Saved data entries:
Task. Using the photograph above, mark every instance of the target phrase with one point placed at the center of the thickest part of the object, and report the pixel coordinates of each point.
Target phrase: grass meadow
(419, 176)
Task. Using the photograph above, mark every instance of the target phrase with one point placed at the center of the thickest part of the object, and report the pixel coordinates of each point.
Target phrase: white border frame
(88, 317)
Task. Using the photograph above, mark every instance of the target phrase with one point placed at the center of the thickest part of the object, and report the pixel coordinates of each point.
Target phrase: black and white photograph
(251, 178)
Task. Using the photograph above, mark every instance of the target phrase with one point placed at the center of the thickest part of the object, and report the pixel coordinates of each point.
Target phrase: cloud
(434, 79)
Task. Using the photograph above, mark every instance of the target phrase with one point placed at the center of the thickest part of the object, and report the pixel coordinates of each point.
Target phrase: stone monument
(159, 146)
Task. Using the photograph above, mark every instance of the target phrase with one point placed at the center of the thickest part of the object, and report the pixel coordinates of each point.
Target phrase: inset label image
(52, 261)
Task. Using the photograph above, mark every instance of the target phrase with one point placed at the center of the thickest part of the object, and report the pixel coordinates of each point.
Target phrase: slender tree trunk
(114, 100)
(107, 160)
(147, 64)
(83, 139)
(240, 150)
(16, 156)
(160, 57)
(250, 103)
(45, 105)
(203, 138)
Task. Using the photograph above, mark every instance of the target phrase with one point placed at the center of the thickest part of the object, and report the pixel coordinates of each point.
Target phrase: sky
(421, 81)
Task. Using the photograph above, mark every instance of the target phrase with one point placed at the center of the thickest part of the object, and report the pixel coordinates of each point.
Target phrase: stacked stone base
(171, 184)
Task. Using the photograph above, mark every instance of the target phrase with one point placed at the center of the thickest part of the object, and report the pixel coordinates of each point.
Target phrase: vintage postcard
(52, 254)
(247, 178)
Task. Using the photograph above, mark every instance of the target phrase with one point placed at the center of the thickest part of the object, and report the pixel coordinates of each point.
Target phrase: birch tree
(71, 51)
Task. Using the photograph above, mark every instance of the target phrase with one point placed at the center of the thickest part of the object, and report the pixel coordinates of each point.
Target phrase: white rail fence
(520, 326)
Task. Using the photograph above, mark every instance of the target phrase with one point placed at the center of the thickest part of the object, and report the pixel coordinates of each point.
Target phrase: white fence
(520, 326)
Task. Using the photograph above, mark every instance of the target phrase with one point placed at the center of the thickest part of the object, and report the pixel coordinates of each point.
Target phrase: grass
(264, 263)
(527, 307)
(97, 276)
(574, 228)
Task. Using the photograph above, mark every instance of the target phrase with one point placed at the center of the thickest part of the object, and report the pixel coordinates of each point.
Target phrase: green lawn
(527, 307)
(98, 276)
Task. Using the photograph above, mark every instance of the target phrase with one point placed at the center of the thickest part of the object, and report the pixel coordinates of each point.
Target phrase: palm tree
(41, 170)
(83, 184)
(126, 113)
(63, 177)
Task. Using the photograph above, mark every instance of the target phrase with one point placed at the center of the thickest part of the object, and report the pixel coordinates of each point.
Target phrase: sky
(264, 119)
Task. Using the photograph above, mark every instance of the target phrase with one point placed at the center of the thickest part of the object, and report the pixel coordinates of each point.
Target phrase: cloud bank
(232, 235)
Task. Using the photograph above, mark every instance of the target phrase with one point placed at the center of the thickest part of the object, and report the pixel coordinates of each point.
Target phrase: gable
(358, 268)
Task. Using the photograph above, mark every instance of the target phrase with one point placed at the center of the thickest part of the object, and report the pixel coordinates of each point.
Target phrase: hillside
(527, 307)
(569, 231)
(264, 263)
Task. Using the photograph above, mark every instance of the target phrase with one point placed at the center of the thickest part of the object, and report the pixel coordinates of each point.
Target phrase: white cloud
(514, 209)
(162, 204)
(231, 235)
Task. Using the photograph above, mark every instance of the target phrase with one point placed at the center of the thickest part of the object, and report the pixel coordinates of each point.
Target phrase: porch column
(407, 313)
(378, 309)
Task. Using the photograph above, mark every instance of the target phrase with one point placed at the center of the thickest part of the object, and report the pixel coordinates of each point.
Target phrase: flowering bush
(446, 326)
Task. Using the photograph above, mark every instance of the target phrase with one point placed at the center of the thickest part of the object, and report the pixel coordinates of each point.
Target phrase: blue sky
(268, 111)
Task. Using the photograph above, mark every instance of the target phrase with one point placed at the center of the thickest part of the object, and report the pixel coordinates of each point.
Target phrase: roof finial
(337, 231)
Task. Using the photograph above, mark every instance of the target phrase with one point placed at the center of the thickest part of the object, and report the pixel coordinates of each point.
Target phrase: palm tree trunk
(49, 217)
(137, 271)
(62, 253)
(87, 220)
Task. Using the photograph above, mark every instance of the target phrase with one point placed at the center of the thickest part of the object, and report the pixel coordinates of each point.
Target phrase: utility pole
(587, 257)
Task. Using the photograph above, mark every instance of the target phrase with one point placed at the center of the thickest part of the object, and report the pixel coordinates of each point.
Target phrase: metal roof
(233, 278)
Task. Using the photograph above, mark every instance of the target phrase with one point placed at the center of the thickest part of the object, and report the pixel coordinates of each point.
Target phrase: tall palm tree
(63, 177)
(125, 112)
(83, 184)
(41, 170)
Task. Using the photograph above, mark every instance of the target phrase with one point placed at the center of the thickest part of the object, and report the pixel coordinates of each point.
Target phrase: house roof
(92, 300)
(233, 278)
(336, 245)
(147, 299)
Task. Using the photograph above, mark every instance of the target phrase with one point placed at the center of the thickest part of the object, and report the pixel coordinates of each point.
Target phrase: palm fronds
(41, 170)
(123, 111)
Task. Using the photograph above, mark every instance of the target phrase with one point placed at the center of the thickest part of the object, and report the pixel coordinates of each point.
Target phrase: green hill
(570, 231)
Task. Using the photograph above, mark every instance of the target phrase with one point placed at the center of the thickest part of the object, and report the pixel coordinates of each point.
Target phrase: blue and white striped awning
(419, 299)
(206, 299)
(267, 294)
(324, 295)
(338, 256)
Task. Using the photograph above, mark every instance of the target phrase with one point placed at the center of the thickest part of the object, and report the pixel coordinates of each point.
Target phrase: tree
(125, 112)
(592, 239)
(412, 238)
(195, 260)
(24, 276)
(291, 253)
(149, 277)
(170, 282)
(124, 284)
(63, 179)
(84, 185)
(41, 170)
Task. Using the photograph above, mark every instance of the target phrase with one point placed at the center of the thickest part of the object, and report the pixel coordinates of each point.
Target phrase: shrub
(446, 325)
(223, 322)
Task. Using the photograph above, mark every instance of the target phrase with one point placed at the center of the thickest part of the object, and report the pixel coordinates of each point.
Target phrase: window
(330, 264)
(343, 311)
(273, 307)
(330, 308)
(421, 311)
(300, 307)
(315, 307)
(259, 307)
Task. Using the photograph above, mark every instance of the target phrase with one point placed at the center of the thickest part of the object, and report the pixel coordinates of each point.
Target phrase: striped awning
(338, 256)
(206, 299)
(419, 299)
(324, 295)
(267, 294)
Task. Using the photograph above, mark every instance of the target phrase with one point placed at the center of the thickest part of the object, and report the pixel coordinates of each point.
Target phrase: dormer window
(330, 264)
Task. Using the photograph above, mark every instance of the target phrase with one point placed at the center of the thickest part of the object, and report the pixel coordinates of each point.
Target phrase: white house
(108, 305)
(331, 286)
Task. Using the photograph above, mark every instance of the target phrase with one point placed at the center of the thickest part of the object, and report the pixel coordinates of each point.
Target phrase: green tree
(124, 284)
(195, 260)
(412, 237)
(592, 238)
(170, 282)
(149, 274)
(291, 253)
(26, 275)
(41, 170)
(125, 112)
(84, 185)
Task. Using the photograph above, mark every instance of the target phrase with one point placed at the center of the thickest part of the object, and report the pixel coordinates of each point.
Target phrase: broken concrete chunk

AIM OF THE EXERCISE:
Show each line in the listing above that contains the string "house". Case counts.

SOLUTION TO THIS EXERCISE:
Target phrase: house roof
Target phrase: white house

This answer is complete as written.